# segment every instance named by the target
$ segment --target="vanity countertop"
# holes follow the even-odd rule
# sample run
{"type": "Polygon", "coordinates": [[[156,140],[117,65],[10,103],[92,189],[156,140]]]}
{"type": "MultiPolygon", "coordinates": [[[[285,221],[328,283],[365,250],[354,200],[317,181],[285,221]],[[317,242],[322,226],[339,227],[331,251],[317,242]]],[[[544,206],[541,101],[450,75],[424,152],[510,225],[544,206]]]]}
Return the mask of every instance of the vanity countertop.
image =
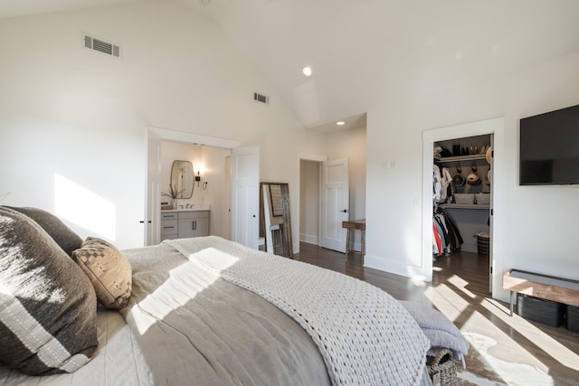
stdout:
{"type": "Polygon", "coordinates": [[[194,205],[189,208],[179,208],[179,209],[163,209],[162,212],[200,212],[200,211],[211,211],[211,205],[194,205]]]}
......
Express the listing above as a Markdown table with two columns, "Number" for the row number and "Line Text" for the line, and skip any blank lines. Leave the pictures out of your answer.

| Number | Line Text |
|---|---|
| 1 | # segment every instance named by the target |
| 2 | $ segment --target="vanity countertop" |
| 3 | # holes follow the even-odd rule |
| 4 | # sample run |
| 5 | {"type": "Polygon", "coordinates": [[[156,140],[117,65],[10,103],[92,189],[156,140]]]} |
| 6 | {"type": "MultiPolygon", "coordinates": [[[[285,221],[328,283],[365,250],[354,200],[317,181],[285,221]],[[317,242],[322,226],[339,227],[331,251],[317,242]]],[[[544,206],[541,101],[450,75],[424,152],[510,225],[544,206]]]]} |
| 7 | Return the mask of every instance of the vanity countertop. |
| 8 | image = |
| 9 | stdout: |
| 10 | {"type": "Polygon", "coordinates": [[[194,205],[189,208],[179,208],[179,209],[163,209],[162,212],[200,212],[200,211],[211,211],[211,205],[194,205]]]} |